BEGIN DATA FOR THE TASK

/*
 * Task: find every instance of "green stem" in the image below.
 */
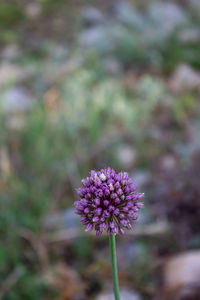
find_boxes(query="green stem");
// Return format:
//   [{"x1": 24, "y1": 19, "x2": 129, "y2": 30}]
[{"x1": 109, "y1": 234, "x2": 120, "y2": 300}]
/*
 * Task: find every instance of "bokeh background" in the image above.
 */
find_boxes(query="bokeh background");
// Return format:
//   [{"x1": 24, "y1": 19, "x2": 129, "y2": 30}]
[{"x1": 1, "y1": 0, "x2": 200, "y2": 299}]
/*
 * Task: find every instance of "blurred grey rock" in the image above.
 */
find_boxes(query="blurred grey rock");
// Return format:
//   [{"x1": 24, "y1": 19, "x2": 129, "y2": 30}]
[
  {"x1": 82, "y1": 6, "x2": 103, "y2": 25},
  {"x1": 148, "y1": 2, "x2": 186, "y2": 35},
  {"x1": 79, "y1": 26, "x2": 112, "y2": 52},
  {"x1": 169, "y1": 64, "x2": 200, "y2": 92},
  {"x1": 163, "y1": 251, "x2": 200, "y2": 299},
  {"x1": 2, "y1": 87, "x2": 33, "y2": 113},
  {"x1": 164, "y1": 251, "x2": 200, "y2": 288},
  {"x1": 114, "y1": 1, "x2": 144, "y2": 29},
  {"x1": 96, "y1": 289, "x2": 141, "y2": 300},
  {"x1": 143, "y1": 2, "x2": 187, "y2": 47}
]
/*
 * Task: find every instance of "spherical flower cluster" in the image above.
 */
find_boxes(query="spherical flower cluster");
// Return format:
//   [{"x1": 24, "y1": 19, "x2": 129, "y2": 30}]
[{"x1": 75, "y1": 168, "x2": 144, "y2": 237}]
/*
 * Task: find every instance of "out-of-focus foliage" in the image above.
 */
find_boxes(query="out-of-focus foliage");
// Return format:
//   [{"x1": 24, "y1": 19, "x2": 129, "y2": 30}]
[
  {"x1": 79, "y1": 1, "x2": 200, "y2": 72},
  {"x1": 1, "y1": 0, "x2": 200, "y2": 299}
]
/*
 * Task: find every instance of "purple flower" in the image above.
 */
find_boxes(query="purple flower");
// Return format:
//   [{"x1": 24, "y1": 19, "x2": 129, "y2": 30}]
[{"x1": 75, "y1": 168, "x2": 144, "y2": 237}]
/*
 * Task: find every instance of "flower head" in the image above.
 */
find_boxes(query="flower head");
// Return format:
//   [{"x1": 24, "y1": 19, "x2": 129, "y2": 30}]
[{"x1": 75, "y1": 168, "x2": 144, "y2": 237}]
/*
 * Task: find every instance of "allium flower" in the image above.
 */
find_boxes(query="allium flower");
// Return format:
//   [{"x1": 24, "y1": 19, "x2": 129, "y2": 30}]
[{"x1": 75, "y1": 168, "x2": 144, "y2": 237}]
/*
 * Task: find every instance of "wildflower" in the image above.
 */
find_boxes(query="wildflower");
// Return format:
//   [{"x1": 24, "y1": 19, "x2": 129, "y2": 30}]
[{"x1": 75, "y1": 168, "x2": 144, "y2": 237}]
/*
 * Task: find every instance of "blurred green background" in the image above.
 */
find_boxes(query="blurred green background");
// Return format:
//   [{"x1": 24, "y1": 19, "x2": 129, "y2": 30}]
[{"x1": 1, "y1": 0, "x2": 200, "y2": 299}]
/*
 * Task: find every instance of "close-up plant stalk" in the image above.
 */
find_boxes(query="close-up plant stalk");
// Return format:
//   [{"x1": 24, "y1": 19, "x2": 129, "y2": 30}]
[{"x1": 109, "y1": 234, "x2": 120, "y2": 300}]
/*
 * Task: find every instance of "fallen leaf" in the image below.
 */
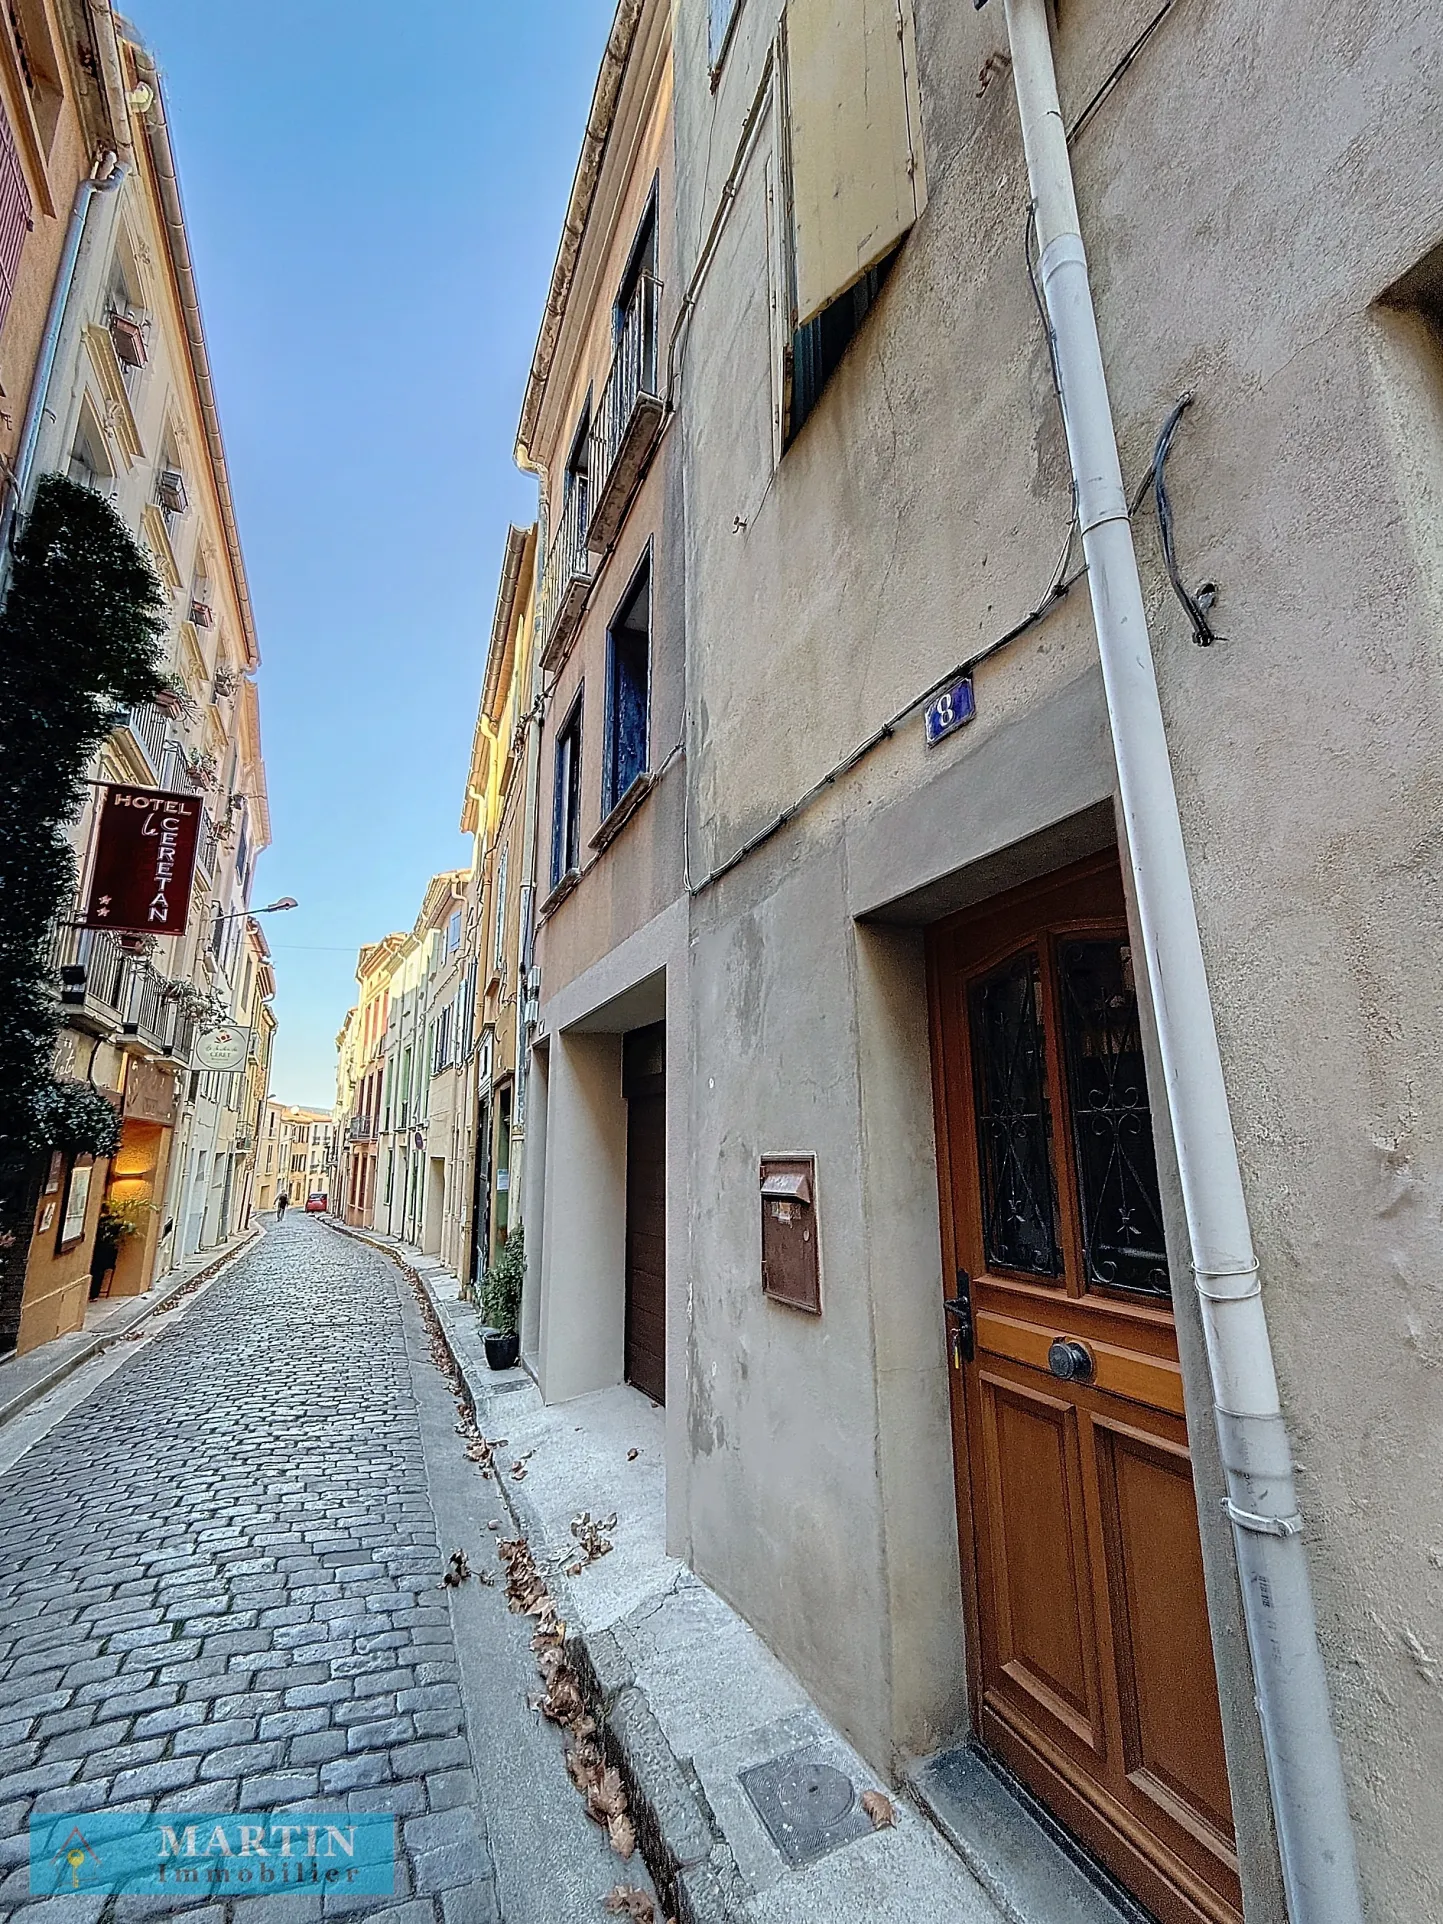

END DATA FOR THE TASK

**PROBLEM DETAILS:** Omit every picture, then write out the entries above exactly.

**ANSWER TO THIS EXERCISE:**
/*
 * Task: find every instance of "green stem" in the image below.
 */
find_boxes(query="green stem");
// Return format:
//   [{"x1": 24, "y1": 19, "x2": 129, "y2": 30}]
[{"x1": 109, "y1": 234, "x2": 120, "y2": 300}]
/*
 * Task: find every instance of "bokeh background" in the image above.
 */
find_boxes(query="bokeh background");
// Return format:
//   [{"x1": 24, "y1": 19, "x2": 129, "y2": 30}]
[{"x1": 1, "y1": 0, "x2": 200, "y2": 299}]
/*
 * Task: find every instance of "blurred grey rock" in the image above.
 */
find_boxes(query="blurred grey rock");
// Return format:
//   [{"x1": 24, "y1": 19, "x2": 129, "y2": 30}]
[
  {"x1": 82, "y1": 6, "x2": 103, "y2": 25},
  {"x1": 148, "y1": 2, "x2": 186, "y2": 35},
  {"x1": 79, "y1": 26, "x2": 112, "y2": 52},
  {"x1": 169, "y1": 64, "x2": 200, "y2": 92},
  {"x1": 163, "y1": 251, "x2": 200, "y2": 299},
  {"x1": 2, "y1": 87, "x2": 33, "y2": 113},
  {"x1": 164, "y1": 251, "x2": 200, "y2": 288},
  {"x1": 114, "y1": 1, "x2": 144, "y2": 29},
  {"x1": 96, "y1": 289, "x2": 141, "y2": 300},
  {"x1": 143, "y1": 2, "x2": 187, "y2": 47}
]
/*
 * Task: find every instance of "spherical flower cluster" in the image above.
 */
find_boxes(query="spherical flower cluster");
// Return format:
//   [{"x1": 24, "y1": 19, "x2": 129, "y2": 30}]
[{"x1": 75, "y1": 168, "x2": 144, "y2": 237}]
/*
 * Task: find every instance of "out-of-focus foliage" in the image above.
 */
find_boxes(query="out-of-focus foliage");
// Return format:
//   [{"x1": 24, "y1": 19, "x2": 129, "y2": 30}]
[
  {"x1": 79, "y1": 1, "x2": 200, "y2": 72},
  {"x1": 1, "y1": 0, "x2": 200, "y2": 299}
]
/*
 * Task: find every instance of "purple flower" in the image above.
 */
find_boxes(query="purple flower");
// Return format:
//   [{"x1": 24, "y1": 19, "x2": 129, "y2": 30}]
[{"x1": 75, "y1": 168, "x2": 144, "y2": 237}]
/*
 * Task: find every instance of "flower head" in the image above.
 */
find_boxes(query="flower head");
// Return format:
//   [{"x1": 24, "y1": 19, "x2": 129, "y2": 30}]
[{"x1": 75, "y1": 168, "x2": 144, "y2": 237}]
/*
 * Task: find every instance of "allium flower" in the image above.
 */
find_boxes(query="allium flower");
// Return format:
//   [{"x1": 24, "y1": 19, "x2": 129, "y2": 30}]
[{"x1": 75, "y1": 168, "x2": 144, "y2": 237}]
/*
 * Task: find every instance of "wildflower" in the image above.
 */
find_boxes(query="wildflower");
// Return format:
//   [{"x1": 24, "y1": 19, "x2": 129, "y2": 30}]
[{"x1": 75, "y1": 168, "x2": 144, "y2": 237}]
/*
 * Task: find every instance of "blurred green background" in the image above.
 */
find_boxes(query="blurred green background");
// Return format:
//   [{"x1": 24, "y1": 19, "x2": 129, "y2": 30}]
[{"x1": 1, "y1": 0, "x2": 200, "y2": 299}]
/*
 * Task: find every instance of "close-up plant stalk" in the image above.
 */
find_boxes(query="close-up plant stalk");
// Return format:
//   [{"x1": 24, "y1": 19, "x2": 129, "y2": 30}]
[{"x1": 109, "y1": 234, "x2": 120, "y2": 300}]
/*
 * Task: find every instance of "fallen leaf" in the image below.
 */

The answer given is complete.